> What you are asked to do:
Where does the word "bumper" show up in the records? Copy every line that holds it.

(Raw data begins)

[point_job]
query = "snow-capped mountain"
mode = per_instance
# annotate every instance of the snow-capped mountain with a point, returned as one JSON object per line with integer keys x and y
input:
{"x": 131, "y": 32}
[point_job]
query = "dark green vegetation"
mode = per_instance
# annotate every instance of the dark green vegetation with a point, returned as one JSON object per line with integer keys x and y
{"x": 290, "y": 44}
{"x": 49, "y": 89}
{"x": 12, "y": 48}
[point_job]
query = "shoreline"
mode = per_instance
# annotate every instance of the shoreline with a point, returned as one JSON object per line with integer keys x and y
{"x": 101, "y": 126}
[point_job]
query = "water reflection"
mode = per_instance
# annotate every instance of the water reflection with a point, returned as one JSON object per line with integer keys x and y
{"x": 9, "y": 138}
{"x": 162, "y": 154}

(Raw data ends)
(Raw data begins)

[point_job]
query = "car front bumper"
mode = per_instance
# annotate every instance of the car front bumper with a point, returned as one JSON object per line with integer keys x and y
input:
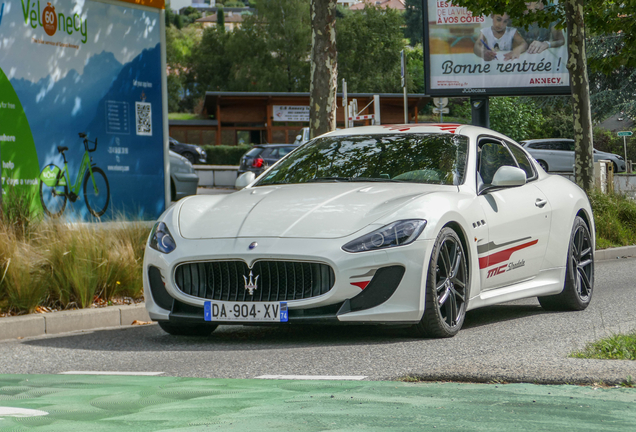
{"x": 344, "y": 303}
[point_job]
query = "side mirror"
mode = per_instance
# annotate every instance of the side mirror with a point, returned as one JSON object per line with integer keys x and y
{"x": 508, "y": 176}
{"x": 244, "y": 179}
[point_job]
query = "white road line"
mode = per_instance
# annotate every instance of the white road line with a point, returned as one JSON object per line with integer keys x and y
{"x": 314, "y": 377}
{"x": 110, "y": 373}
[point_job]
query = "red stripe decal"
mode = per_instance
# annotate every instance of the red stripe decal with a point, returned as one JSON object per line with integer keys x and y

(Raw data ends)

> Exercise solution:
query = "car front bumper"
# annotate every instance of the car front bumper with a point, returned as one JSON object per line with integer keys x and y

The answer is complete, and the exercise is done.